PROBLEM DETAILS -> Report each line of the data below that contains the string "Locate". Treat uppercase and lowercase letters as different.

GIVEN DATA ->
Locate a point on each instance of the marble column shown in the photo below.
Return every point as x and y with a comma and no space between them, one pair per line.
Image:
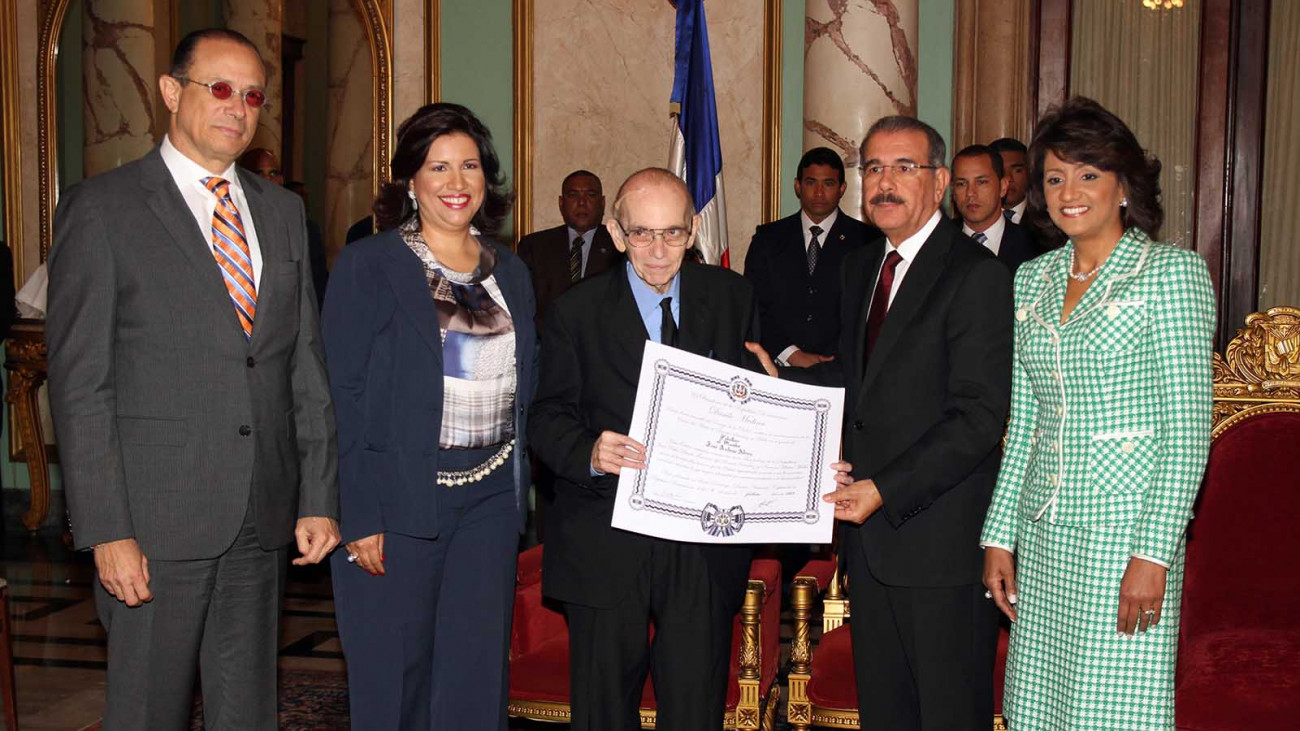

---

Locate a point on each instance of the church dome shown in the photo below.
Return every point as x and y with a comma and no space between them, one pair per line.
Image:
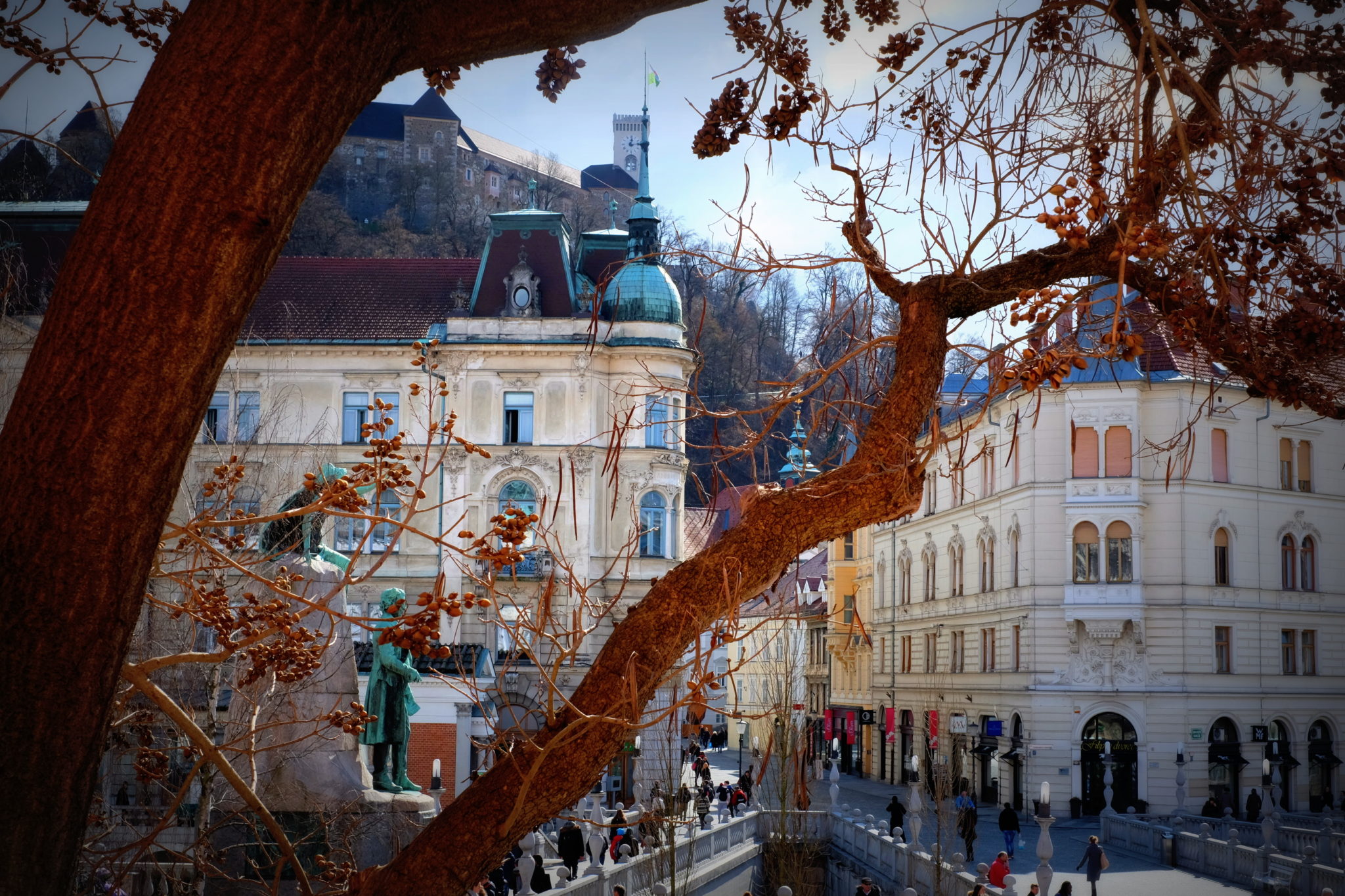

SOLUTION FOR THIS PROBLEM ->
Locate a point on each instance of the marble column shown in the photo below.
Locate a point on each instance of the church dome shown in the photo below.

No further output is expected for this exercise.